Or, or...big bad business was in negotiations (talks and dialog) and hints or suggestions were made by the super innocent government types, or super duper innocent local supervisors, and big bad evil business was led to believe there would be assistance or tax breK accociated with construction.

After all, super duper innocent locals want jobs and tax income from evil robber barons (substantial tax income from hotels which funnel in money from outside the district).

Then once Kim Jung Un committed to construction all deals fell off the table.

I wonder...

Brent.


----------



## jar546 (Feb 27, 2014)

I've played this game way too many times.  Once did I see the local politicians and fire department make promises that I could not keep which caused a major ruckus and I no longer do work for that city.  99.9% of the time, the business owner is ignorant to the facts and uses whatever means necessary to gain sympathy from the community as they had no intention of doing it right to begin with.

Example:

* Someone wanted to open up a bar-restaurant in an abandoned building that was once a gym but never had a C of O.

* FD Assistant Chief with some arm bending from politicians gives approval for an occupant load of 150

* I get involved as a sub of the BCO and find this out

* I bring this to the owner and BCO and say that you cannot have an occupant load of 150 for an A2 that is narrow and 115' deep with only one exit at grade (front) and no exits or fire escapes out the back (2 floors above grade). Single story built on slope. Non-Sprinklered.

* Kitchen built at the back of the restaurant (no plan review) and I say no way, nothing more than 75' from the only exit in the building.

* Owner threatens litigation for being told one thing until I got involved.

* Business opens with just electrical inspections only.  No accessibility.

* FD requires smoke detectors for whatever reason and a 50 cent non-illuminated exit sign at the front door.  (3 of the FF's are IFC certified under the ICC)

* My services are never utilized with that City again.

The owner was catered into doing whatever he wanted and stated had he known the truth, he would have never opened a restaurant-bar there.  He spent his retirement on this business and found out the truth afterwards, hence the litigation threat.  He was lead down the wrong path by the politicians just to get a business opened.  He is a tenant of the building.  Owned by the family of the former mayor.  Go figure.


----------



## JBI (Feb 27, 2014)

I've had situations where a Town Supervisor told a developer to 'just go and get a use variance and then go to the Planning Board'. This was a closed door meeting that left the Zoning Official (and Code Official) out, primarily because I would have told the developer the truth... You can't get a use variance because you can't meet the statutory requirements to get one.

I would, however, have explained that a Zoning CHANGE would've been both doable and expediant.

Politicians need to stay the hell out of the way and let the appointed officials do their jobs.


----------



## jar546 (Feb 27, 2014)

★ ★ ★ ★ ★ ★ ★

--- Actions to take ---
**a)** In the building-code forum thread, who owned the building where the bar-restaurant opened?
**b)** Continue the building-code forum thread from its last line.

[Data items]
★ ★ ★ ★ ★ ★ ★

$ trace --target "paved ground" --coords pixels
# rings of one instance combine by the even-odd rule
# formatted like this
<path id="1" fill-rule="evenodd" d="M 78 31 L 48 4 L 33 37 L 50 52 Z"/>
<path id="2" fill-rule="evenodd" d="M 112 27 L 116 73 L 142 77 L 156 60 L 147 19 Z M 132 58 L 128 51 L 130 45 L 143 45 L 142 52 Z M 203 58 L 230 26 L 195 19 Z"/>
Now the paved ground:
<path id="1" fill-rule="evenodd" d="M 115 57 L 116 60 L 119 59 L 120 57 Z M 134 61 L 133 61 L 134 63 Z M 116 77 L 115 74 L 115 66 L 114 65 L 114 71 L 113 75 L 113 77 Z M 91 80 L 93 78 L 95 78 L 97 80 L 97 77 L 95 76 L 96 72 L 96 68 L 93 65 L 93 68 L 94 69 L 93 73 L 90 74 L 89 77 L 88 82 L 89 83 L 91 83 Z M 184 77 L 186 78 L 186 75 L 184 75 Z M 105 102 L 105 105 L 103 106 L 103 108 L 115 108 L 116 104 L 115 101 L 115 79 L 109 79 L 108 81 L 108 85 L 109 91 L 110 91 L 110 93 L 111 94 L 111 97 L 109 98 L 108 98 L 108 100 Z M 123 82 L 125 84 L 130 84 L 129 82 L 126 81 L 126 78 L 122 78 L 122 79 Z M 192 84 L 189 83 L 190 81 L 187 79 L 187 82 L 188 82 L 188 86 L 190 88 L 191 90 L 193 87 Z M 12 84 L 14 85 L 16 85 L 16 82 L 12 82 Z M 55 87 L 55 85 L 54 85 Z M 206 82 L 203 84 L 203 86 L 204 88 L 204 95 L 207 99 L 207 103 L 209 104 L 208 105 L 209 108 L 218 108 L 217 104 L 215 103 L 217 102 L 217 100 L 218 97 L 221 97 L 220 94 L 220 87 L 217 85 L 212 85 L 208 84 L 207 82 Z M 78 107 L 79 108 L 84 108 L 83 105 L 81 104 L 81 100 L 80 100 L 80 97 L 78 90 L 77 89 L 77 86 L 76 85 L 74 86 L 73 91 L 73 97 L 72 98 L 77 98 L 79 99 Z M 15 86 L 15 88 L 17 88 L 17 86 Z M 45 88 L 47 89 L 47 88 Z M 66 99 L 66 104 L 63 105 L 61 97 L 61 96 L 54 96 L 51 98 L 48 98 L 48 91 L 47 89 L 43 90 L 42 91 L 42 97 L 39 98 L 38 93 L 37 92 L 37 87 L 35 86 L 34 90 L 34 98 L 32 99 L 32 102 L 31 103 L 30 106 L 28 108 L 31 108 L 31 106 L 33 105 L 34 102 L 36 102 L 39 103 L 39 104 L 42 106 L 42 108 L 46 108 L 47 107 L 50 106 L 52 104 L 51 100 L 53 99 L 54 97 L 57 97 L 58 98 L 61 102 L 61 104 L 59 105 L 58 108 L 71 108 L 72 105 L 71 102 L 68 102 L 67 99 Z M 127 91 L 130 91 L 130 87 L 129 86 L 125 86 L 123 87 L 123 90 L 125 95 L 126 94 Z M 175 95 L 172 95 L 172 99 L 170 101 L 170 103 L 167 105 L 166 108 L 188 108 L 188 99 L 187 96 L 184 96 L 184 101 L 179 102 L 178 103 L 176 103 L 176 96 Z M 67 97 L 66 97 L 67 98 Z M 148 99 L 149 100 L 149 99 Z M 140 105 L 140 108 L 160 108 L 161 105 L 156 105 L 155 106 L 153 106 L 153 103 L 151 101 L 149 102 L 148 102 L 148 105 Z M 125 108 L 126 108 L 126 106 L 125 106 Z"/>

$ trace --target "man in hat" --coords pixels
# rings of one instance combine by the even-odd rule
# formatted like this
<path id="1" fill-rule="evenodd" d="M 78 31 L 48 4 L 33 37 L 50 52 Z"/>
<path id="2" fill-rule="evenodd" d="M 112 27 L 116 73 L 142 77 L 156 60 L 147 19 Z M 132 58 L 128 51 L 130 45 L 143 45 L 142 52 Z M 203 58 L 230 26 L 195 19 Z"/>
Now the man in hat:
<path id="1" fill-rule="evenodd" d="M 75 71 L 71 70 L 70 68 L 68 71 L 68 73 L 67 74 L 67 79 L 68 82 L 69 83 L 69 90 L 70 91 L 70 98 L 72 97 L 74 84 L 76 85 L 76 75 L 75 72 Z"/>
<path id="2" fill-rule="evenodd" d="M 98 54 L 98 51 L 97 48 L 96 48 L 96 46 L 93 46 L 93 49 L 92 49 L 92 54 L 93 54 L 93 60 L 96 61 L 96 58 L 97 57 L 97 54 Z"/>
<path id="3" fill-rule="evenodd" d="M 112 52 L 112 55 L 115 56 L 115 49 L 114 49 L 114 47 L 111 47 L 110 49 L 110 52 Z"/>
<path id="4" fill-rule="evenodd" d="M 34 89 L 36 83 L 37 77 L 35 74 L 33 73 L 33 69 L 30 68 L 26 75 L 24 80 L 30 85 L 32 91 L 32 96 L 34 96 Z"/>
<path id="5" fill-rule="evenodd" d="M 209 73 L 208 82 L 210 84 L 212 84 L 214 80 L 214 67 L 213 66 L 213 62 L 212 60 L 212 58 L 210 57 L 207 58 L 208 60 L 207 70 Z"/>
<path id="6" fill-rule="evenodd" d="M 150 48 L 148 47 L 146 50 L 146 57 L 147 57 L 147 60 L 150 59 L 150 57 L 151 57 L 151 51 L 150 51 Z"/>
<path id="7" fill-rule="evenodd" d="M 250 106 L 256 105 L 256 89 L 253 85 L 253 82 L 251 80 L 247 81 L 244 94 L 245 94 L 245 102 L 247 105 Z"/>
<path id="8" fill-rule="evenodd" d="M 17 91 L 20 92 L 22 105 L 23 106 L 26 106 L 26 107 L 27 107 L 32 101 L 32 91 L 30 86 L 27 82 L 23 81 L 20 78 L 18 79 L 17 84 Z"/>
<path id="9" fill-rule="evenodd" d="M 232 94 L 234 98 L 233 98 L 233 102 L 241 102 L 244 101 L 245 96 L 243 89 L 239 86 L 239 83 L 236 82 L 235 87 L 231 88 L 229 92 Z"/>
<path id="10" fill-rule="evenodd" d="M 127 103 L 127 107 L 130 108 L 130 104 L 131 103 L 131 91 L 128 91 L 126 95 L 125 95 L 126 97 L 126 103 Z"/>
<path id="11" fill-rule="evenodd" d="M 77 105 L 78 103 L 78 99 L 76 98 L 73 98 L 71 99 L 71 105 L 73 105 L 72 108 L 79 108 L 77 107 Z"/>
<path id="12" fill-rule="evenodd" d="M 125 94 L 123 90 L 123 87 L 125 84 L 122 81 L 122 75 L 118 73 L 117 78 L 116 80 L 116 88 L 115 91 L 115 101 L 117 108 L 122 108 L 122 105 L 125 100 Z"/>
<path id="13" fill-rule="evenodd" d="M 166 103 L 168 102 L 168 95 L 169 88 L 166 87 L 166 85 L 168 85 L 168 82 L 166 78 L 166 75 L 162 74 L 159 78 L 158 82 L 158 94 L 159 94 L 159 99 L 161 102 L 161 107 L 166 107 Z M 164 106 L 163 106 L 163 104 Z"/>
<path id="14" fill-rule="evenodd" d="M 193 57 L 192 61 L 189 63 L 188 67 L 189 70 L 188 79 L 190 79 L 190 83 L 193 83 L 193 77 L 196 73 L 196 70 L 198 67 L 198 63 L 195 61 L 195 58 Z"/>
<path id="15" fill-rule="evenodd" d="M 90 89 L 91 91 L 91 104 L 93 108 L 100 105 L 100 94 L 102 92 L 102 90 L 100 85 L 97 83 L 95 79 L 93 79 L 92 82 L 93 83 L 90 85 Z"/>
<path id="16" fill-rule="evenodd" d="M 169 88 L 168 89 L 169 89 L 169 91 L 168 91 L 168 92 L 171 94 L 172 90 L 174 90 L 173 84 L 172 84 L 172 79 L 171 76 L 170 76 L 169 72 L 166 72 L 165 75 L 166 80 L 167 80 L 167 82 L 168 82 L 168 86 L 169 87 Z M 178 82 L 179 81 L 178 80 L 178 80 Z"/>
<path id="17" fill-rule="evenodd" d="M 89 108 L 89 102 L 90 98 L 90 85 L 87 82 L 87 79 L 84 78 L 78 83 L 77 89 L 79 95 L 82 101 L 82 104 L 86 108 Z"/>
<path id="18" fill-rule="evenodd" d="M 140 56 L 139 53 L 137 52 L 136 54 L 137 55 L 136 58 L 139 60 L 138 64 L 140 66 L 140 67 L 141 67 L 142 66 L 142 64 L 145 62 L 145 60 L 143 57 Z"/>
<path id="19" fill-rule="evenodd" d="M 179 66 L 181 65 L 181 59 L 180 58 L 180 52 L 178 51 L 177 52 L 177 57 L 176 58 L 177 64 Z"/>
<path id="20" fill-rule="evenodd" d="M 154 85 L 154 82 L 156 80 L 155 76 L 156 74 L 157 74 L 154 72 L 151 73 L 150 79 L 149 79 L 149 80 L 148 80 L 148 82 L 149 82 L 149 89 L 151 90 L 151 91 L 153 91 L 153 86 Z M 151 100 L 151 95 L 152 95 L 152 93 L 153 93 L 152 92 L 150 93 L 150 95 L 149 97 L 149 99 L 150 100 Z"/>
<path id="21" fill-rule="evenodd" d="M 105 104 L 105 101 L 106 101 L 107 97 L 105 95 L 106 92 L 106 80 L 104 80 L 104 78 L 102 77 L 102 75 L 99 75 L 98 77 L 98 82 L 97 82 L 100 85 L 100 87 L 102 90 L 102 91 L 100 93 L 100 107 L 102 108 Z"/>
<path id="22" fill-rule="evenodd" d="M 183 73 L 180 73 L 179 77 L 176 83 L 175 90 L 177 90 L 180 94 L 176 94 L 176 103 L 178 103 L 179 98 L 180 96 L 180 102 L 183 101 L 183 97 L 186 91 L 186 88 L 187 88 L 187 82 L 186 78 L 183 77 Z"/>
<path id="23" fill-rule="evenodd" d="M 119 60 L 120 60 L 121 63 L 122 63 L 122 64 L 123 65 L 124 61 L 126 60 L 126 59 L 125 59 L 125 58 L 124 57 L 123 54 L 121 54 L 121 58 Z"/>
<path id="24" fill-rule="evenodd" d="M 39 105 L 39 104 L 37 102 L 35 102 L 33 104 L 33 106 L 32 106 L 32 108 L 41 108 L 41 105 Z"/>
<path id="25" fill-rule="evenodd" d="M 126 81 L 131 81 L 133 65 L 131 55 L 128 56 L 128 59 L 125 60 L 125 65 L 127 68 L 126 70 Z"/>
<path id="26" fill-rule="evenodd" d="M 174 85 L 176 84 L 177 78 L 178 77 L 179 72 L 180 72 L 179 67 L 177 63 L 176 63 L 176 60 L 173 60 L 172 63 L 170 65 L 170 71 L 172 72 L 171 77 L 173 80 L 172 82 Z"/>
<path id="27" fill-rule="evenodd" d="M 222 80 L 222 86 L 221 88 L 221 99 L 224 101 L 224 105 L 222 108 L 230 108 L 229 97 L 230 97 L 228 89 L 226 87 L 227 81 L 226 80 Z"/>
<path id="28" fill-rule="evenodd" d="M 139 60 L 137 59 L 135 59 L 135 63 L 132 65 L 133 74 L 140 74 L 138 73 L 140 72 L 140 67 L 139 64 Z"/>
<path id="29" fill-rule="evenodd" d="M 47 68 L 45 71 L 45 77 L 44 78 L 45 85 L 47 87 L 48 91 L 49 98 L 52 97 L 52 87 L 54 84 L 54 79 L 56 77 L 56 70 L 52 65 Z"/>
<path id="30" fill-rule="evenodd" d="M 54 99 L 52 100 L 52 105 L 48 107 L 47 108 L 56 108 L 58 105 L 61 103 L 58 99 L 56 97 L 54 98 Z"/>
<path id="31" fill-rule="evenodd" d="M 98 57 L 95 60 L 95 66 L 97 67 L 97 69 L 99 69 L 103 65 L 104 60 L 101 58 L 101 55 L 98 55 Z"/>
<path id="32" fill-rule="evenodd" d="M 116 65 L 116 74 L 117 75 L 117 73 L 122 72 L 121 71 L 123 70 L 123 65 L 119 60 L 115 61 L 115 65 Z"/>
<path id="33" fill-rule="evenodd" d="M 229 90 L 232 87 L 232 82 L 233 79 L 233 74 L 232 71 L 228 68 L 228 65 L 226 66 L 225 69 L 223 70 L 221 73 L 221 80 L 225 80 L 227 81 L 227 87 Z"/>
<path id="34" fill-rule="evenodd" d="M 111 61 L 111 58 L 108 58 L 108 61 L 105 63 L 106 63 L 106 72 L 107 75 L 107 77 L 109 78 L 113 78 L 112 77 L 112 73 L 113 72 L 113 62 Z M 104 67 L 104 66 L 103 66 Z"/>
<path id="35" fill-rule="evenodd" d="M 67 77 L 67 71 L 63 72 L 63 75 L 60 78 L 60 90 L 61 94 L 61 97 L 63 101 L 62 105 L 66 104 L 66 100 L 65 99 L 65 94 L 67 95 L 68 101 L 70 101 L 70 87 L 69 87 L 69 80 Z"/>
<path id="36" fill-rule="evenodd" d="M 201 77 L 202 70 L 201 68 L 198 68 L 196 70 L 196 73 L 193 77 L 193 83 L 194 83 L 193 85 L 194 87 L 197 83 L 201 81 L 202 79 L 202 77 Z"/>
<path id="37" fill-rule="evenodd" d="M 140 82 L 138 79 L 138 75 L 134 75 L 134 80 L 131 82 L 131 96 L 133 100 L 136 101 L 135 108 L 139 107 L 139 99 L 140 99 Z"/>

★ ★ ★ ★ ★ ★ ★

--- Final results ---
**a)** The family of the former mayor owned it.

**b)**
Another example #2:

* Owner of a dry cleaning business completely guts the interior after a major flood.  2 boilers in basement completely underwater, only a load bearing center wall left as all plumbing and electrical was stripped out.  There is an apartment above the business that was not flooded.  Building is non-sprinklered.

* owner caught renovating without a permit very early on, told to apply for permit.

* application has no specs, just to return building back to the way it was.

* application rejected for lack of specifications, no layout, ADA, elec, mech, plumb, energy, fire separation, etc.  I ask for all of those and request an RDP due to the amount of detail needed (request, not demand but contractor or owner not capable of have knowledge)

* Owner goes to mayor for help as they just want to put it back the way it was

* Mayor tells owner to go to the UCC appeals board and he'll make sure they take care of it for him

* I am notified of the appeal and find out the mayor contacted one of the board members telling him to give the owner what he wants.

* I contact the board member the mayor called (there are 3 total board members) and remind him that they have no power to give a variance just simply verify whether or not my interpretation is correct.

* I present my case at the hearing and all 3 members side with me.  He must secure a permit and comply with all code requirements.

* The next month my contract is terminated with that Borough.

So yes, municipalities do meddle where they are not suppose to and tell applicants and owners what they want to hear.


----------



## jar546 (Feb 27, 2014)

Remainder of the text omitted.